- **ИСХОДНЫЙ ТЕКСТ**
******

В Эльбёфе, как и в большинстве маленьких французских городов, насчитывалось несколько приятных семейств, состоящих из людей образованных. Мой товарищ по полку Жан Буле женился на очаровательной женщине, мой двоюродный брат Робер Френкель (он был чуть старше меня), толковый парень, приятный собеседник, хорошо подкованный в истории, женился на красивой итальянке Ольге Аллатини, которая разделяла мое пристрастие к музыке; семейства Блен и Бессан дополняли этот кружок красивых женщин и веселых мужчин, ведущих вольные и оживленные беседы. Вскоре я стал бросать на два-три дня в неделю свою вечернюю работу и присоединяться к ним. Так как я все же не мог не писать, то сочинил для нашей любительской труппы сначала журнал, потом комедию и испытал в этом узком кругу радости, выпадающие на долю драматурга.

******

- **ИСХОДНЫЕ МАТЕРИАЛЫ**
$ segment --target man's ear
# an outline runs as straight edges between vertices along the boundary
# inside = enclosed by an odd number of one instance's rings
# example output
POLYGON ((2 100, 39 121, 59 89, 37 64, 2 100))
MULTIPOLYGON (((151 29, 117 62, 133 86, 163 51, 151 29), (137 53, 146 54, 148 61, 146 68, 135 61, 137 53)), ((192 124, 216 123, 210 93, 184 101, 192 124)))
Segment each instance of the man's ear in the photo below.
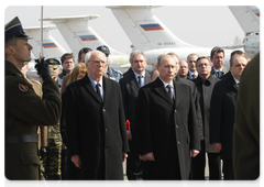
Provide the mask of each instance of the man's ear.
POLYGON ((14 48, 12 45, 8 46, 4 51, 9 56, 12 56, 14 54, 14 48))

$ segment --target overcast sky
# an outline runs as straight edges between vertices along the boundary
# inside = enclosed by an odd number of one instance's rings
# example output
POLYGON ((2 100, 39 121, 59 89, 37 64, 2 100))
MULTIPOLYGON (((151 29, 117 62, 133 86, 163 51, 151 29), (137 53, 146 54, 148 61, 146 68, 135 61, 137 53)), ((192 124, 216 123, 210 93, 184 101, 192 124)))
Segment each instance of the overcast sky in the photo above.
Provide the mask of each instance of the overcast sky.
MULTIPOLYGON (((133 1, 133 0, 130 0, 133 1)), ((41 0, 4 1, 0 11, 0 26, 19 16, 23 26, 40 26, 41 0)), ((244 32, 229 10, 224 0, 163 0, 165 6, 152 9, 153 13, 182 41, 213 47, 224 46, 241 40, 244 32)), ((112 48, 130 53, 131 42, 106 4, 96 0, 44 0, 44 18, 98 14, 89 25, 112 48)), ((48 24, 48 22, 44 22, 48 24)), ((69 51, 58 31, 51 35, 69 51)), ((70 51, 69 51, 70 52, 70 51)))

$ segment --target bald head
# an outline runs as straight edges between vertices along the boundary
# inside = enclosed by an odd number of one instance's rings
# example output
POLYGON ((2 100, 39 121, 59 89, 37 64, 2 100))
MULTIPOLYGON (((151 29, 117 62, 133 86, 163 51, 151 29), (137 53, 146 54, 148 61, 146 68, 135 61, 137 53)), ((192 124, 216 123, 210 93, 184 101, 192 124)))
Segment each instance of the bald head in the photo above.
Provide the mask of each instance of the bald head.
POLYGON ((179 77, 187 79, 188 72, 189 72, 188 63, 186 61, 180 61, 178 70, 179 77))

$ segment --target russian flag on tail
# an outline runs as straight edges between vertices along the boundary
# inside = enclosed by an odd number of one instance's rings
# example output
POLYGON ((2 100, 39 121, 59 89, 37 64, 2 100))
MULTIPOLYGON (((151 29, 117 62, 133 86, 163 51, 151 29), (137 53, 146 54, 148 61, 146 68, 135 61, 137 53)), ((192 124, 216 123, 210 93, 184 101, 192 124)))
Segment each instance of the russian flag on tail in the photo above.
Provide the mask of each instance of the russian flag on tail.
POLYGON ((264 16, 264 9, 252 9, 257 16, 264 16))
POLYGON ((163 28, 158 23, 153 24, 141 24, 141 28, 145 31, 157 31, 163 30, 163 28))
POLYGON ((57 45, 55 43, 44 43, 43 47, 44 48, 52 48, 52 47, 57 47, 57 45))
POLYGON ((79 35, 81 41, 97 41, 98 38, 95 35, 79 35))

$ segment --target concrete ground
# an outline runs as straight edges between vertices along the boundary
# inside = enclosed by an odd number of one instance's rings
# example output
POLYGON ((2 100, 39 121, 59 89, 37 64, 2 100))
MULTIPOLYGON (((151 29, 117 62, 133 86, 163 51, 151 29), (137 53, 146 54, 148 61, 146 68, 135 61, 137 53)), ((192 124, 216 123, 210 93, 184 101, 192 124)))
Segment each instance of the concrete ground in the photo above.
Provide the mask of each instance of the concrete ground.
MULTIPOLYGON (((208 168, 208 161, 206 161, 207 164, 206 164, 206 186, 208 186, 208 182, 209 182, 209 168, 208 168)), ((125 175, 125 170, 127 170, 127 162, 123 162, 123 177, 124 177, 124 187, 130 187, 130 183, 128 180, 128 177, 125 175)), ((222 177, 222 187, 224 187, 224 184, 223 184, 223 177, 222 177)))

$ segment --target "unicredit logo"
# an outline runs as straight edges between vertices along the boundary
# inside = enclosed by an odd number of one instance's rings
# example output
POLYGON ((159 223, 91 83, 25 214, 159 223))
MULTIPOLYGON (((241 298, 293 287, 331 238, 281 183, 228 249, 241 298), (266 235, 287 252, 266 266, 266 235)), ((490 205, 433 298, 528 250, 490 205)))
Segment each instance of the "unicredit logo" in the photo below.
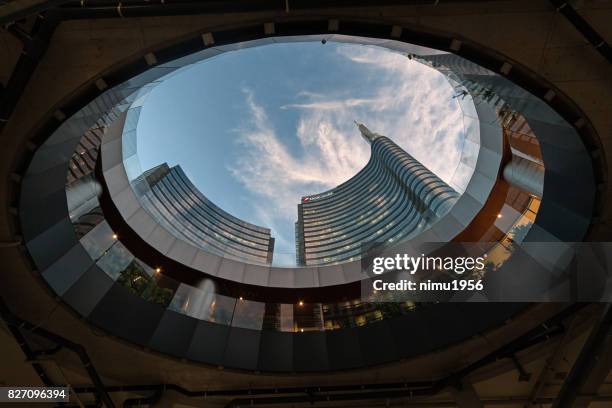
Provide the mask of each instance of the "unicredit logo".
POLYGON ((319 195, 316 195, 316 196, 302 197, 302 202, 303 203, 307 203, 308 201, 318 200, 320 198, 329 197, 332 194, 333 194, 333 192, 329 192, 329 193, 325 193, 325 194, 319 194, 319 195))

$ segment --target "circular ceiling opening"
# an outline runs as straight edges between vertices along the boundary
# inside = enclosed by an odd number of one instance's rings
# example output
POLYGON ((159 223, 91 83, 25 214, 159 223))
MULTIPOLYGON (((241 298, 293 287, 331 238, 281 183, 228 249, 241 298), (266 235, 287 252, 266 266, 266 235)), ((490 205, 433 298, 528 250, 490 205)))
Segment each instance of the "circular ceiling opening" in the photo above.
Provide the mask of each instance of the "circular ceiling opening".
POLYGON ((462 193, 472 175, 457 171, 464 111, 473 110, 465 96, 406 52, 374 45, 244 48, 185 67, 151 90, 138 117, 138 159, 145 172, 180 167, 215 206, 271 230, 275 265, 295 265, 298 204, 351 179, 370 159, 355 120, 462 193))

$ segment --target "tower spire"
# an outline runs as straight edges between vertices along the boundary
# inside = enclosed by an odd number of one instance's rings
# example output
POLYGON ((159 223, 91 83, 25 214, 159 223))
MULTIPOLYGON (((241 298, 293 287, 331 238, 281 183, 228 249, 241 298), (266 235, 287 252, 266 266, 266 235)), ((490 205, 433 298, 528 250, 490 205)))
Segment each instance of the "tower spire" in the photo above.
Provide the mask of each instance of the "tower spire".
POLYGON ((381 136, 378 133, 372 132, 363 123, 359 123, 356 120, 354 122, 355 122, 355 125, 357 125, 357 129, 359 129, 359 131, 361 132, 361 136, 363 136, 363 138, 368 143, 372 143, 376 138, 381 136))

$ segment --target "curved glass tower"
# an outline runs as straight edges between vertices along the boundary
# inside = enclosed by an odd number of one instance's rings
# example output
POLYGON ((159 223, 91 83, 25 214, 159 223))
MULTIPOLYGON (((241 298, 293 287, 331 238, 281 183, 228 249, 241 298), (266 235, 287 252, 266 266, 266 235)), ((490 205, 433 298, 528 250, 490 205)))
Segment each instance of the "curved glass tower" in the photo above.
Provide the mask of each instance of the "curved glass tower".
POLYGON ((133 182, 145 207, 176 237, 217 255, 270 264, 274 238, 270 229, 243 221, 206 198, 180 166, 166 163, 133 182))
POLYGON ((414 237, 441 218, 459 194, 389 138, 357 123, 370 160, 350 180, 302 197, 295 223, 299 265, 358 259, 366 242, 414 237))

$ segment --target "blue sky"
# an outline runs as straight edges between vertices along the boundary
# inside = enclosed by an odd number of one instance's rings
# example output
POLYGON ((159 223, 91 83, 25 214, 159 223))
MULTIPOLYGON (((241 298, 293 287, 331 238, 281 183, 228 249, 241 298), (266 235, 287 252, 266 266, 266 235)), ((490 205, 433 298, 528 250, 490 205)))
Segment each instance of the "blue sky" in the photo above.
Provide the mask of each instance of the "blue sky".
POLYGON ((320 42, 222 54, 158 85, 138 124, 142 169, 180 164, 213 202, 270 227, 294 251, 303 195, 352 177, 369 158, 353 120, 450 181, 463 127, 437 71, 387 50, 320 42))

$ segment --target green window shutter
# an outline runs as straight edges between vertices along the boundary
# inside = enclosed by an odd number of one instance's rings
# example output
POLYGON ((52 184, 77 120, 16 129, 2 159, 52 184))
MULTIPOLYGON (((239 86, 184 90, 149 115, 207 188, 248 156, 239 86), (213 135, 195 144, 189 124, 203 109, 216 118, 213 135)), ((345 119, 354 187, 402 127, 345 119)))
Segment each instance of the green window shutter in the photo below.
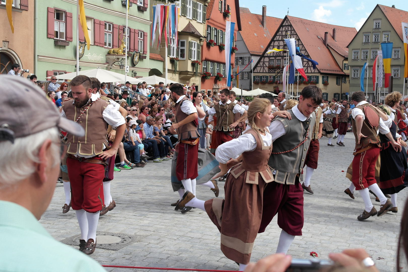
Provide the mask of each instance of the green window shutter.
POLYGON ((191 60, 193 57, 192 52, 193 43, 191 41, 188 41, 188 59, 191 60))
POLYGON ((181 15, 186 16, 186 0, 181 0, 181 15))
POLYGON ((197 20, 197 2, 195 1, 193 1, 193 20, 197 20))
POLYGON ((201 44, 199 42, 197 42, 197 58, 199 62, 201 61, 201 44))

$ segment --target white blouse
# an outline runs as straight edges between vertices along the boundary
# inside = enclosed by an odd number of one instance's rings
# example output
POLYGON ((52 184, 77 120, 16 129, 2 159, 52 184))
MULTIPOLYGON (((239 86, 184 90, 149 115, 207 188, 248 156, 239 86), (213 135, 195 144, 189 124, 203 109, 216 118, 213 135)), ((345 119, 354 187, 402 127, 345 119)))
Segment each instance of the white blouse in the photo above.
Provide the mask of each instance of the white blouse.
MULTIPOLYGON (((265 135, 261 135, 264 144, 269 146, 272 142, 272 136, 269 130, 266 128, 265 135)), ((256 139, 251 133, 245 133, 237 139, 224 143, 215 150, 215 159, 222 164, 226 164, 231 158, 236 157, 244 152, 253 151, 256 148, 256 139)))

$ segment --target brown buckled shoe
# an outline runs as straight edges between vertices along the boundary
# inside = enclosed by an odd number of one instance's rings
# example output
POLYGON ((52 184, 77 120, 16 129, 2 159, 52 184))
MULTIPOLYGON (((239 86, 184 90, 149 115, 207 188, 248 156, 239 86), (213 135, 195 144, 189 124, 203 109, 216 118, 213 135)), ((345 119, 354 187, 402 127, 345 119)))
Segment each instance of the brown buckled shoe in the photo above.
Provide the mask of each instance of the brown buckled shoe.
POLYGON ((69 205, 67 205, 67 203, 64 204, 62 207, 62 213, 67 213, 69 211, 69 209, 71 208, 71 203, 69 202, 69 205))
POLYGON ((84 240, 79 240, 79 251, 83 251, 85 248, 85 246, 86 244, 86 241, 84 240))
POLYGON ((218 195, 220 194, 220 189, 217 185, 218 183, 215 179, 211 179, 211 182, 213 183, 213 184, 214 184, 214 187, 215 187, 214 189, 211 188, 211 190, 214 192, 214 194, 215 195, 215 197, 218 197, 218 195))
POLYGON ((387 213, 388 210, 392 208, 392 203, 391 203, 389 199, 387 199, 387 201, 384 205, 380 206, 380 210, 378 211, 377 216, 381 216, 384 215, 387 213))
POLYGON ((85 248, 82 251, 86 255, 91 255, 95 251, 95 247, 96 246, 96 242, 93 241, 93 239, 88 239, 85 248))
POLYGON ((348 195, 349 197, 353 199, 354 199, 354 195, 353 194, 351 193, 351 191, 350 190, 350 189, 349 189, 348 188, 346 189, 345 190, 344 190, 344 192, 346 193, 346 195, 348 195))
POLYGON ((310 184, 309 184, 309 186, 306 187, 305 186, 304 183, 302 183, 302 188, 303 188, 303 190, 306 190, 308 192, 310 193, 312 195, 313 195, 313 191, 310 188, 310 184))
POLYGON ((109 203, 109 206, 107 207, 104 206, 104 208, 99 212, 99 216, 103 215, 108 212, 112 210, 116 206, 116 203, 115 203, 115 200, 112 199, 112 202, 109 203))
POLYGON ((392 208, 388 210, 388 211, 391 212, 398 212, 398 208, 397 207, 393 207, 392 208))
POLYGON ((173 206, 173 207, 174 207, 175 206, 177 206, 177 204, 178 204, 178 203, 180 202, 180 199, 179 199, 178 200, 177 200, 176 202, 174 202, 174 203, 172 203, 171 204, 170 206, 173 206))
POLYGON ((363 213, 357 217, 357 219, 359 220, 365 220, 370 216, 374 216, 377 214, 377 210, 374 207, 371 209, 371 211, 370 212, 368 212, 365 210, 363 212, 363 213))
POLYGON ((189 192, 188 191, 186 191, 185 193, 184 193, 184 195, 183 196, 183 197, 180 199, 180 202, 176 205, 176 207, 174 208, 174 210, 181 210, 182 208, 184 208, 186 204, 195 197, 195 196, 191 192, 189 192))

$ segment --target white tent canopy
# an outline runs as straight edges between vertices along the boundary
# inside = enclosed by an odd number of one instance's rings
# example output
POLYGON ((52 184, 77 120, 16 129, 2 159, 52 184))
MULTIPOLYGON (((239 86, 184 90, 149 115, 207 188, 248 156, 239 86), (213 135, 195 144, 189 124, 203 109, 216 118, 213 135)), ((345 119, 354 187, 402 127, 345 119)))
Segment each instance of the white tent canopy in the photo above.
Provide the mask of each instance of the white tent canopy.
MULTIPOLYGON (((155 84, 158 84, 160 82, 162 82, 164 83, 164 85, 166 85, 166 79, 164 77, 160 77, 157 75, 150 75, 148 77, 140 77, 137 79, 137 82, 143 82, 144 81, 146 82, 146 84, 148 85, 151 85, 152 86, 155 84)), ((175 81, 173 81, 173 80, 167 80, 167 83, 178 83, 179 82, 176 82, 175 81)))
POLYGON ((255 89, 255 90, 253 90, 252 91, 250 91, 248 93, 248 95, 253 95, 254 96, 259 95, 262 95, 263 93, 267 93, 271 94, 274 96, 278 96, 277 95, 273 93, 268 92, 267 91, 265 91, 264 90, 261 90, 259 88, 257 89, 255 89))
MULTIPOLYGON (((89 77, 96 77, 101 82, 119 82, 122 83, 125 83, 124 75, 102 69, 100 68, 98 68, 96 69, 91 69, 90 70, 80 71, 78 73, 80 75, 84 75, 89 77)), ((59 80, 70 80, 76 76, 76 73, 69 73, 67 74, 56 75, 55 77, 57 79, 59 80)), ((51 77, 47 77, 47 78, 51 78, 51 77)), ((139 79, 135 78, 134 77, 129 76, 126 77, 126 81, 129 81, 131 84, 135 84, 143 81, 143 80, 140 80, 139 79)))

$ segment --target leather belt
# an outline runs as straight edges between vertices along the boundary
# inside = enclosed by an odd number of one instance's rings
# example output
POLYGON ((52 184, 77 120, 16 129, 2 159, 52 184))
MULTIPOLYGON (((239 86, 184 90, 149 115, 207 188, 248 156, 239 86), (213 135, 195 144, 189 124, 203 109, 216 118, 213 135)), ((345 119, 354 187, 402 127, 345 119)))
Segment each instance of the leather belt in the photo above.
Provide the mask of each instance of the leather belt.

******

- **ВЫПОЛНИТЕ ЗАДАНИЯ**
a – Процитируйте исходный текст, начиная со слов «В Эльбёфе, как» и заканчивая словами «на долю драматурга.».
b – Соответствуют ли исходному тексту эти утверждения? (i) Робер Френкель был моложе рассказчика. (ii) Ольга Аллатини была итальянкой. (iii) Для любительской труппы сначала была сочинена комедия, а затем журнал. Для каждого ответьте «да» или «нет» и дословно приведите решающие слова текста.
Для выполнения заданий опирайтесь только на исходный текст.

- **ОТВЕТЫ К ЗАДАНИЯМ**
a –
В Эльбёфе, как и в большинстве маленьких французских городов, насчитывалось несколько приятных семейств, состоящих из людей образованных. Мой товарищ по полку Жан Буле женился на очаровательной женщине, мой двоюродный брат Робер Френкель (он был чуть старше меня), толковый парень, приятный собеседник, хорошо подкованный в истории, женился на красивой итальянке Ольге Аллатини, которая разделяла мое пристрастие к музыке; семейства Блен и Бессан дополняли этот кружок красивых женщин и веселых мужчин, ведущих вольные и оживленные беседы. Вскоре я стал бросать на два-три дня в неделю свою вечернюю работу и присоединяться к ним. Так как я все же не мог не писать, то сочинил для нашей любительской труппы сначала журнал, потом комедию и испытал в этом узком кругу радости, выпадающие на долю драматурга.

b –
(i) Нет: «он был чуть старше меня».
(ii) Да: «красивой итальянке Ольге Аллатини».
(iii) Нет: «сначала журнал, потом комедию».